RECORDS TO PROCESS:
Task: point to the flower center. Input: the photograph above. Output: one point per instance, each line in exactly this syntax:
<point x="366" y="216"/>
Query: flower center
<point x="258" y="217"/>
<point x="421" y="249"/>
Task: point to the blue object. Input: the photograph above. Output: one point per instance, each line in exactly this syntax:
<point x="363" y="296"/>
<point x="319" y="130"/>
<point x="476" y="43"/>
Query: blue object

EXERCISE DESCRIPTION: All of the material must be written out again without any change.

OUTPUT BELOW:
Task: point to the flower center. Input: the photograph above. Output: one point per instance, each line in exactly this syntax:
<point x="366" y="216"/>
Query: flower center
<point x="258" y="217"/>
<point x="421" y="249"/>
Task: point to the blue object. Input: the photograph above. Output: one point per instance, each line in exactly this syntax:
<point x="363" y="296"/>
<point x="319" y="130"/>
<point x="476" y="43"/>
Query: blue object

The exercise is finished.